**Questions on the material:**
[1] According to the inflation commentary, on what day of the week will the April inflation numbers be released?
[2] Rewrite the paragraph of the inflation commentary that begins "The consensus among economists" as a short bulleted list that keeps its main facts.
[3] Continue the inflation commentary from the point where it ends.

**Given text:**

The most important Inflation print in a while
What breaks the bearish sentiment that pervades today?
In a sea of negativity we said that it was time to go selectively long. We were among the tiny minority that called for no surprise from the Fed We were right on the Fed and wrong on the market reaction to the Fed. We still like the watchlist we posted and we are still looking at those to go long soon but when?
Markets move on economic data and the overall macro read is more important than ever, given the number of factors in play: Geo-Politics, Economy, Central Bank tightening worldwide, continued supply chain disruption and a virus that wants to exhaust the greek alphabet. This week it is the release of the April Inflation numbers on Wednesday. It was inflation that started the market sell off and it will be Inflation more than other indicators that will help form a tradeable bottom. Now that does not mean it happens in one print. Lets look at how we perceive this weeks action.
Before we go into our opinion, we will ask you to take time to review this latest video from Aswath Damodaran “In search of a Steady State: Inflation, Interest Rates and Value”. In particular we like the part where he talks about inflation expectations and this is where we pick up our post below. Thanks professor, for another wonderful analysis and explanation!
Here are the probabilities for the Wednesday print:
The consensus among economists is that we get the first neutral/negative print on Wednesday with inflation going down a bit from the highs. This marginal fall or even if it comes in flat is a huge deal in our opinion. It could indicate that upward price pressures are starting to mitigate for a variety of reasons including slowing of demand. While we need much more confirming data to call a top, this we strongly feel will be enough for a kneejerk rally from the oversold levels in the market. Here is how we are looking to trade a CPI driven rally.

(Referring expression pointing data)
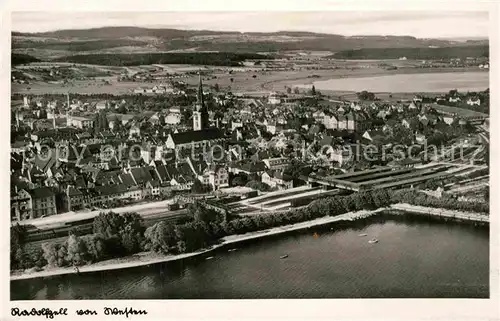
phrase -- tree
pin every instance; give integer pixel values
(199, 188)
(124, 231)
(50, 253)
(76, 251)
(365, 95)
(254, 184)
(202, 214)
(161, 237)
(239, 180)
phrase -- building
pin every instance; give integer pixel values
(43, 202)
(20, 205)
(79, 122)
(473, 101)
(195, 139)
(277, 179)
(200, 114)
(276, 163)
(274, 99)
(218, 177)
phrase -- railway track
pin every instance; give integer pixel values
(85, 227)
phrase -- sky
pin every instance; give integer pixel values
(421, 24)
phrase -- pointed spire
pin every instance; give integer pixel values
(200, 91)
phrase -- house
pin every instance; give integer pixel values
(340, 155)
(101, 105)
(330, 121)
(218, 176)
(173, 118)
(276, 163)
(319, 116)
(274, 99)
(194, 139)
(134, 131)
(412, 106)
(75, 198)
(420, 138)
(20, 204)
(428, 119)
(406, 123)
(277, 179)
(247, 167)
(372, 135)
(448, 119)
(79, 122)
(473, 101)
(43, 202)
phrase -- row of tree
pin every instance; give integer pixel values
(121, 235)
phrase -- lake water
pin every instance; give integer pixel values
(427, 82)
(412, 260)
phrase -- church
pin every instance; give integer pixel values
(202, 134)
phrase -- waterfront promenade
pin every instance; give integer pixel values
(148, 258)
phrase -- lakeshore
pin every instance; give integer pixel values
(148, 258)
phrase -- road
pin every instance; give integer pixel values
(59, 220)
(85, 227)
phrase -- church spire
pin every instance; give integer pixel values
(200, 92)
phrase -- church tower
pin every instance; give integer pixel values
(200, 113)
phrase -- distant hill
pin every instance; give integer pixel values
(20, 59)
(135, 39)
(414, 53)
(195, 58)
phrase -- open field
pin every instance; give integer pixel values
(236, 81)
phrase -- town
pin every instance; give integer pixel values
(126, 159)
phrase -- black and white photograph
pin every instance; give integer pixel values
(161, 155)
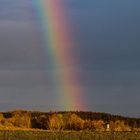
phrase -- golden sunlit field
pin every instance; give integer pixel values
(66, 135)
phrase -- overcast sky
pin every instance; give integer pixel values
(107, 38)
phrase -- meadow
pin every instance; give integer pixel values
(66, 135)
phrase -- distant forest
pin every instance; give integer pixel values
(91, 121)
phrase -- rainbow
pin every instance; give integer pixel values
(59, 44)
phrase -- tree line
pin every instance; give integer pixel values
(92, 121)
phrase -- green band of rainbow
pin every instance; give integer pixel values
(59, 45)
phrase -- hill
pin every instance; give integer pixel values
(72, 120)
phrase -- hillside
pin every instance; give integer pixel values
(62, 120)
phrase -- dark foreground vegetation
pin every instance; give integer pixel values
(67, 135)
(69, 121)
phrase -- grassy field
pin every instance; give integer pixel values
(67, 135)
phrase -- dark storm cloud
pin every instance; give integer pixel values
(108, 51)
(106, 34)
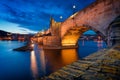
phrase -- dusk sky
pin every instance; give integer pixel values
(30, 16)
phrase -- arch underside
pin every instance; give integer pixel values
(72, 35)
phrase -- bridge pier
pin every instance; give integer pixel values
(113, 32)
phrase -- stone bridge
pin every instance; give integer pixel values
(103, 16)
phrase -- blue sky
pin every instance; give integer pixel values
(30, 16)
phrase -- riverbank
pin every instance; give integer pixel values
(101, 65)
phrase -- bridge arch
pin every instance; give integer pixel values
(72, 36)
(98, 16)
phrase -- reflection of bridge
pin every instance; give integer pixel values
(101, 16)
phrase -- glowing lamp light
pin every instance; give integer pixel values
(74, 6)
(61, 17)
(32, 45)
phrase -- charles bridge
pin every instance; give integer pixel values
(102, 17)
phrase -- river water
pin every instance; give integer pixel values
(32, 65)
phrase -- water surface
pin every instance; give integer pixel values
(32, 65)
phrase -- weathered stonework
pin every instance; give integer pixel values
(98, 17)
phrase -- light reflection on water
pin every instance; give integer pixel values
(38, 63)
(34, 64)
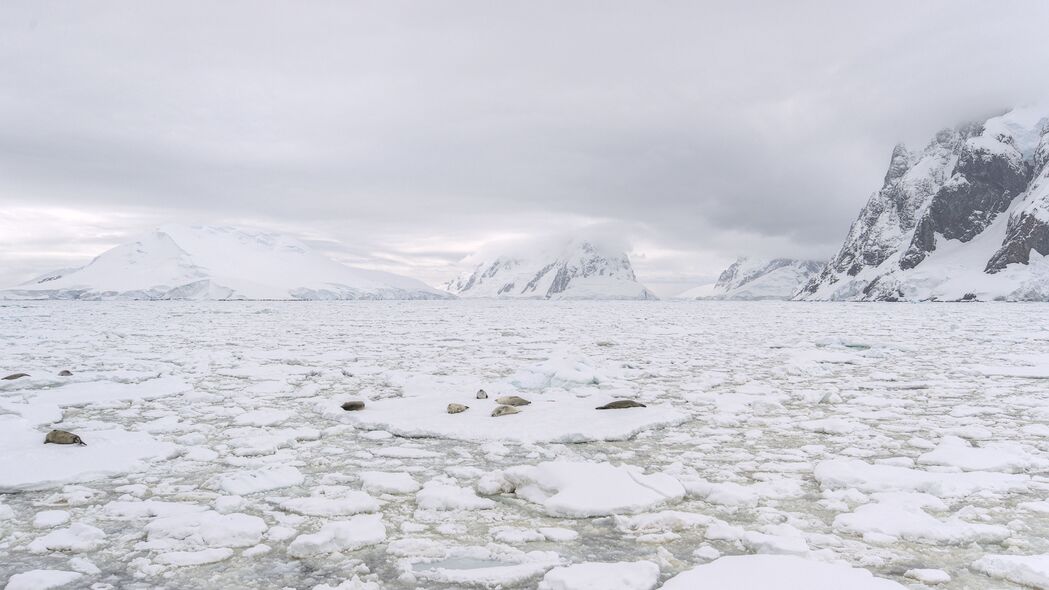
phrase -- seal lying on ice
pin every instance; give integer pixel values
(62, 437)
(621, 404)
(512, 400)
(504, 411)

**Response list:**
[1] Wednesday.

[2]
- Economists expect Wednesday's print to be the first neutral/negative one, with inflation easing slightly from its highs.
- Even a small drop or a flat reading would be a big deal, in the authors' view.
- It could mean upward price pressures are starting to ease, partly because demand is slowing.
- More confirming data is needed before calling a top.
- The authors believe it will still be enough for a kneejerk rally from oversold market levels.

[3]
If we get a lower inflation print than forecast, we expect a quick strong rally. We like commodity short as the market runs. We think that both Oil and NatGas will pull back and there is a nice profit to be made here. We also like SOXL, semis did better last few days and could lead the tech back up. If we get a CPI print below 8%, we are likely off to the races and any 3X ETF is going go up big. This might be the right setting for SOXL, TQQQ & SPXL. On the short side in this scenario would be utilities and Staples that are selling at ATH.
SOXL: If you take fibs from March highs then 61.8% fib retracement is 27.3. the expected move based options IV for this Friday is $3.85. So from Friday's close of 23.58 we get to 27.43
So SOXL levels to watch to take profits for this week would be in the 27.5 area. If we are going to have a bigger than expected move in SOXL based on the CPI then 28.85 is 78.6% retracement from the March highs.
Since the volatility is high the moves can be big. So stop for SOXL for us would be 21.48 which is the low of 4/27
We at Monetive have been early in our call that small cap Biotech has bottomed. Now we are seeing some options flow come in too. Friday 22K options contracts for Sept 20C on LABU (which is the 3x small cap biotech ETF) came in. This position is making an assumption that by September LABU triples from its current price. So if the market runs on CPI, LABU is another ETF that can be played for the upside. For a day trade, the resistance at 8.9 is where we would be taking our profits.
If the the inflation surprises to the upside: In this scenario, we might get the flush that everyone has been expecting and a massive high volume sell off with VIX having a blow off top. For this scenario we like to go short the VIX in the high 40’s as the selloff loses steam. VIX will come down significantly before marching up again so we believe this is a high percentage trade that we are going to take.
UVIX is 2x VIX ETF. This is a new issue. So if we have VIX over 40 then UVIX could be close to 30. So buying a put spread or puts in UVIX is idea if we see VIX go over 40 and that spike loses steam.
At Monetive, we monitor a lot of data and come up with trades whose risk / reward makes sense in the macro context. While these might not be the highest percentage gainers all the time, they come with a high percentage of success and that translates into reliable returns.
Fed has commenced QT along with other major central banks and these along with other factors will make for a choppy market. You need all the data at your disposal to make investing/trading decisions. You need to do a lot of due diligence in this market to protect your capital. Please do not follow anyone blindly. Always consult a registered investment advisor before you risk your capital.